Please retype the passage of the Ghar Ka Chiraag article between "Ghar Ka Chiraag (transl." and "distributed this film.", inclusive.

---------- TEXT

- Poster
- Directed by: Sikander Bharti
- Produced by: Rajeev Kumar
- Starring: Rajesh Khanna Chunky Panday Neelam
- Music by: Bappi Lahiri
- Release date: 22 December 1989;
- Country: India
- Language: Hindi

= Ghar Ka Chiraag =

Ghar Ka Chiraag (transl. Only Son) is a 1989 Indian film in Hindi directed by Sikander Bharti. The film stars Rajesh Khanna, Chunky Panday, Neelam in the lead roles. Actor Chunky Panday himself distributed this film.

==Cast==
- Rajesh Khanna as Kumar
- Chunky Panday as Ravi
- Neelam as Kiran
- Deepika Chikhalia as Asha
- Om Shivpuri as College Principal Ranjeet
- Shafi Inamdar as Ravi's father
- Tej Sapru as Pratap
- Arun Bakshi as Murli Kaka
- Gurbachan Singh as Jaggu
- Rajan Haksar as Vijay Singh

==Plot==
Kumar is a wealthy businessman and lives a comfortable lifestyle with his lovely wife, Asha, in a palatial house. The only thing missing from their lives is a son. When Asha gets pregnant, Kumar knows that all his dreams will be fulfilled and his business will be known as "Kumar & Son". Unfortunately, Asha has a miscarriage which results in her and her son's deaths. A devastated Kumar takes to alcohol and devotes his energy and finances to a school for needy children in scenic Mussoorie. It is here he meets the College Principal's daughter, Kiran, who he knows is in love with a fellow collegian, Ravi. When Ravi participates in the annual car rally, his vehicle is sabotaged and he is reportedly killed. But the college principal discovers that his daughter is pregnant with Ravi's child and when Kumar learns of this, he agrees to lend his own name to the unborn child. Kiran marries Kumar and they lead a happy married life, though Kumar never had physical relation with Kiran. A son is born and Kumar rears the child as his own, completely ignoring his duties towards his wife. Meanwhile, Ravi survives and with the help of his parents wants to return to Mussoorie. Before that could happen, Kiran's father tells them that Kiran is no more, throwing Ravi into a relapse. Months later Ravi does recover, but refuses to get married. Then five years later he finds out that there will be another car rally there and despite his parents' objections, he travels to Mussoorie and this is where he learns that Kiran is still alive and even has a son, and her husband is none other than the wealthy widower - Kumar. Ravi must now find out why Kiran's father lied to him, and whether or not Kiran wanted to marry Kumar because of his wealth. Kumar's life drastically changes once Ravi re-enters their lives.

--------------------
---------- DATA EXCERPTS

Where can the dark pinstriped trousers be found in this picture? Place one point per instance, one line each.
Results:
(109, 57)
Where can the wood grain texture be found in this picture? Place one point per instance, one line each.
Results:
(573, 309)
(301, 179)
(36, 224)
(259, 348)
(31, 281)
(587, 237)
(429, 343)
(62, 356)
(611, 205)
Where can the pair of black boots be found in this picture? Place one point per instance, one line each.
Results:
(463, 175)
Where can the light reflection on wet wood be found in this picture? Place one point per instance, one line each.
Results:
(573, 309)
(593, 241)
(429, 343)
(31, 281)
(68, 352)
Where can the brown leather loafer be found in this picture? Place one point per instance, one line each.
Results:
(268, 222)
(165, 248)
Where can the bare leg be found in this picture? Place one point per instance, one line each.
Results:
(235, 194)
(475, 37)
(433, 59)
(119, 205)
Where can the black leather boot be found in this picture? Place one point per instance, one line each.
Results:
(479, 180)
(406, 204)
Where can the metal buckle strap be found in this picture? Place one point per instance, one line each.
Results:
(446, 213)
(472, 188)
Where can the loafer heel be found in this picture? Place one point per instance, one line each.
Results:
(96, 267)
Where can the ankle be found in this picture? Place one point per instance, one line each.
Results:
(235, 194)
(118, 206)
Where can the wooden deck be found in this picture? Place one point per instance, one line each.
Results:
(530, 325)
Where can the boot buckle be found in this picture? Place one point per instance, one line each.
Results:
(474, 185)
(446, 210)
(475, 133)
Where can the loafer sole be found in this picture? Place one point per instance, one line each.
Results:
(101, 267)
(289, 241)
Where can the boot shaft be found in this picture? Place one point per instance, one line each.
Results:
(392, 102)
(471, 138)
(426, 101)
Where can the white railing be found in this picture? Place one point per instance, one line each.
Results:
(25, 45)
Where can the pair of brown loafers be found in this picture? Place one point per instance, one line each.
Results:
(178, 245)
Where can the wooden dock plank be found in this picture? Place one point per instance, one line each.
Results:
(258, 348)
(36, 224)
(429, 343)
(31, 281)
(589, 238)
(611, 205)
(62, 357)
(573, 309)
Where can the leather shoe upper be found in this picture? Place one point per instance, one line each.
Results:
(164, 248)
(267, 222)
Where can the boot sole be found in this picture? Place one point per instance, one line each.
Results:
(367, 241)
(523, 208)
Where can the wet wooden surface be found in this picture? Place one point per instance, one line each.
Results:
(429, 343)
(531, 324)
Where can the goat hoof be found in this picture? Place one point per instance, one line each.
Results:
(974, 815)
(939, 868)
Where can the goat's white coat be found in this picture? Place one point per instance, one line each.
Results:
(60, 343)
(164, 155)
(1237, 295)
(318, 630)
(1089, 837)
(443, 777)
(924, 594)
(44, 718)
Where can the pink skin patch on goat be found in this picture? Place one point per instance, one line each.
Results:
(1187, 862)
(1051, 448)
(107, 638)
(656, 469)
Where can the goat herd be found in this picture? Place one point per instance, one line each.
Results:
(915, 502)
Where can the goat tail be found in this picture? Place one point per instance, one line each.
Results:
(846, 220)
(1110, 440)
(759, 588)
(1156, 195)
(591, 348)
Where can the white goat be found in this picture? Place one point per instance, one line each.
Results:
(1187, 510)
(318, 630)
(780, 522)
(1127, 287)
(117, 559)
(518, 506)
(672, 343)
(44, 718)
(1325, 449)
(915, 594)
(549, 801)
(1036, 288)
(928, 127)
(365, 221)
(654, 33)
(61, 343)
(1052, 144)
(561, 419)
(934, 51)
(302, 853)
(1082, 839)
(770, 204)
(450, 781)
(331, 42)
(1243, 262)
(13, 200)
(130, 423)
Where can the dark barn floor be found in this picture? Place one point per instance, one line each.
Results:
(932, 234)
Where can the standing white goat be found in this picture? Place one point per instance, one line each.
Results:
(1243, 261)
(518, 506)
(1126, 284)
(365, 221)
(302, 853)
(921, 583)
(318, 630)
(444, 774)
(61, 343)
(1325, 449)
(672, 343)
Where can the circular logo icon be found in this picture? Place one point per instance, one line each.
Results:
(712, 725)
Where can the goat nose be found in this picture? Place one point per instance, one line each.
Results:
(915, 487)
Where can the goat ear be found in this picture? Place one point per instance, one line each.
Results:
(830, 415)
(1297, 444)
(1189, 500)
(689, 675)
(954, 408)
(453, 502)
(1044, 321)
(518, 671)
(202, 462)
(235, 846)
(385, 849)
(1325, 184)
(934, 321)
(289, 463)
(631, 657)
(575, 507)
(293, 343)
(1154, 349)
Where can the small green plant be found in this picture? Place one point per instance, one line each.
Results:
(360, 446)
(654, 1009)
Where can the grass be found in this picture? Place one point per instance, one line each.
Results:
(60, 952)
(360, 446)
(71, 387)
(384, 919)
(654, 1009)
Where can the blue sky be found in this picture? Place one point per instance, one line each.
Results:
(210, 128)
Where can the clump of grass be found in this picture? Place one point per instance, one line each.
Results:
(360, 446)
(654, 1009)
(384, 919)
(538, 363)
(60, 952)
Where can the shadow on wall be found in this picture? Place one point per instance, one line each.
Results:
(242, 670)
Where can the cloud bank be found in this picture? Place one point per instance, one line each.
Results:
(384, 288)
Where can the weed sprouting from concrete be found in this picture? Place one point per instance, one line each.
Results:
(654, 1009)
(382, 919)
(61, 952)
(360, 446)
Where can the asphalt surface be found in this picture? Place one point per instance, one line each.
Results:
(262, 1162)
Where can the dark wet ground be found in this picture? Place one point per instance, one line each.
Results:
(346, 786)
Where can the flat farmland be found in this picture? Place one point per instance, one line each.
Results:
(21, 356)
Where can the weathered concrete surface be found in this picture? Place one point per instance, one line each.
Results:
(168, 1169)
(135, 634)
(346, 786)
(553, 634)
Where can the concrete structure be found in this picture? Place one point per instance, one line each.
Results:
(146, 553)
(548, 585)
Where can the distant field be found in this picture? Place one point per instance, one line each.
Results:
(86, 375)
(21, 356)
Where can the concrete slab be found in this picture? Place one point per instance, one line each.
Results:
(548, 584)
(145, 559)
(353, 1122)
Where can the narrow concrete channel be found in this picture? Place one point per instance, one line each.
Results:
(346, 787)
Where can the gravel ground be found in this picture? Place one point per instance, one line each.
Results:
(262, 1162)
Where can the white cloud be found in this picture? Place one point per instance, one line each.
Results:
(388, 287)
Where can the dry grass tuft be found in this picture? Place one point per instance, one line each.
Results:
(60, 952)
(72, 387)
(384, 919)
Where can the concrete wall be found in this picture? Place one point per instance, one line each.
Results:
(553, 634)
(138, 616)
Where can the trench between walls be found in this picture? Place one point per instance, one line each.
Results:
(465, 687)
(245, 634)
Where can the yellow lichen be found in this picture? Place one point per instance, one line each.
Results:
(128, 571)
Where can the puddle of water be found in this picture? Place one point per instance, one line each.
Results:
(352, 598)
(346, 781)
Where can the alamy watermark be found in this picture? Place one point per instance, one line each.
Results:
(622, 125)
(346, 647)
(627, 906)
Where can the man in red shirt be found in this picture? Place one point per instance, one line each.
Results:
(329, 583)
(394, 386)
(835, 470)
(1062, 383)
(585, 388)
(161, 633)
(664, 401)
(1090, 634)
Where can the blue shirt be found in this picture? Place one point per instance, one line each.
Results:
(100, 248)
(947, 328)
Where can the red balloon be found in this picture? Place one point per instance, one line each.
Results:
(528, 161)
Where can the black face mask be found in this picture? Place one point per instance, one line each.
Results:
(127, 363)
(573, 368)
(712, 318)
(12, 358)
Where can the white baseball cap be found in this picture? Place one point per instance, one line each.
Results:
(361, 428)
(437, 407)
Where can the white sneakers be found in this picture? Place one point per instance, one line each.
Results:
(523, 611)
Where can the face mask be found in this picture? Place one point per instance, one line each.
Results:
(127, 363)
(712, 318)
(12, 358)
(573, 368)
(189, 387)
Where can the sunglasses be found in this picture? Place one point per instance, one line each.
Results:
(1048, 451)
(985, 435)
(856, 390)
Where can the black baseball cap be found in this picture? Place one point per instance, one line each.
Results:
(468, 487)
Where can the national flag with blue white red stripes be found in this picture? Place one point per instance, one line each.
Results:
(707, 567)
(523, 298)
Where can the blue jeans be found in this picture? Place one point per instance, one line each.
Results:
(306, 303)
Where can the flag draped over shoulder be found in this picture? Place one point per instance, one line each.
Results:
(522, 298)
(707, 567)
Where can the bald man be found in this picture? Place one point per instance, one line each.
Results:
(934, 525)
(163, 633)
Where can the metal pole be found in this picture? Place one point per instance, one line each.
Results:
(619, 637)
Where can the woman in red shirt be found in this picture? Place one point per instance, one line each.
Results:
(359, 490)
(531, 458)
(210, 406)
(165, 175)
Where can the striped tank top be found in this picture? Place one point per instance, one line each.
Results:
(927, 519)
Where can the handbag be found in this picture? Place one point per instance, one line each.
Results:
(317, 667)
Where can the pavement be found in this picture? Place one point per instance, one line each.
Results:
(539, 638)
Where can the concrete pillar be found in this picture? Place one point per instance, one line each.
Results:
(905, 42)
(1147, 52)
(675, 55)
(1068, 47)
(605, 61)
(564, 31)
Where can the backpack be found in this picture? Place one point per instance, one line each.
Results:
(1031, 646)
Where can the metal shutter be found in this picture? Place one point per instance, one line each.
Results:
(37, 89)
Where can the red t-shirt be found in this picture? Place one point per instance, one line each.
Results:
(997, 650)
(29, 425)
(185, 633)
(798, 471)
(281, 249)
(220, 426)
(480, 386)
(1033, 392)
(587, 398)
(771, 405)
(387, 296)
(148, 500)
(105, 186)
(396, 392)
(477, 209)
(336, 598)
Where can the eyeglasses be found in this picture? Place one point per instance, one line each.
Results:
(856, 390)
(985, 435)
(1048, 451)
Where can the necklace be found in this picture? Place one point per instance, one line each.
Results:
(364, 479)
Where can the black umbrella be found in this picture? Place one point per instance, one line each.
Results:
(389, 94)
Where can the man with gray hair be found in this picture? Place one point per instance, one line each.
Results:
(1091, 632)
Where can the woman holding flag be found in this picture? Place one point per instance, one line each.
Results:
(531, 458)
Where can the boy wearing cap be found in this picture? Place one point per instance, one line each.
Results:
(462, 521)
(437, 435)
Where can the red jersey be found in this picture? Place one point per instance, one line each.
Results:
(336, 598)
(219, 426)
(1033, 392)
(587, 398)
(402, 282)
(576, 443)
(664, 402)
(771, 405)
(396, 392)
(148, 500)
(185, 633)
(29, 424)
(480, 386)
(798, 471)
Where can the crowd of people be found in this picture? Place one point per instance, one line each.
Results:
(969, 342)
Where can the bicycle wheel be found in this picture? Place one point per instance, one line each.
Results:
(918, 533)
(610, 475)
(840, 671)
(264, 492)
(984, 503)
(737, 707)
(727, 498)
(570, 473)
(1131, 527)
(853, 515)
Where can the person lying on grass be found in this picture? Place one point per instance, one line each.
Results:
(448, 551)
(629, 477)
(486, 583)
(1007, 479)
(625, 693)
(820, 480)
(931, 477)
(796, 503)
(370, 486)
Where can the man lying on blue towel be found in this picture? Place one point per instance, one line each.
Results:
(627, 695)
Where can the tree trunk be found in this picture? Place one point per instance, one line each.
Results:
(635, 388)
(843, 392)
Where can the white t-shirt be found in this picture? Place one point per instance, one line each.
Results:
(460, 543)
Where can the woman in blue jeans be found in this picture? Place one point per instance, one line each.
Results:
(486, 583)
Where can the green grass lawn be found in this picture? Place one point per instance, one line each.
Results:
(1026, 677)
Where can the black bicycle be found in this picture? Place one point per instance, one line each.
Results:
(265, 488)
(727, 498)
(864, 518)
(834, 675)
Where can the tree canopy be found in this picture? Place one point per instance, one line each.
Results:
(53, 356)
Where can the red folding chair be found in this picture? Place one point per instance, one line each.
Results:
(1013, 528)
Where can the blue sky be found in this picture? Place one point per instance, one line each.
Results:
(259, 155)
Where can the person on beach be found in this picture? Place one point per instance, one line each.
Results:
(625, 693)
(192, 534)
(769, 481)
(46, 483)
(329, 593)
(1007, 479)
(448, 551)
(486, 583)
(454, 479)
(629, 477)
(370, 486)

--------------------

• _OUTPUT OF THE TASK_:
Ghar Ka Chiraag (transl. Only Son) is a 1989 Indian film in Hindi directed by Sikander Bharti. The film stars Rajesh Khanna, Chunky Panday, Neelam in the lead roles. Actor Chunky Panday himself distributed this film.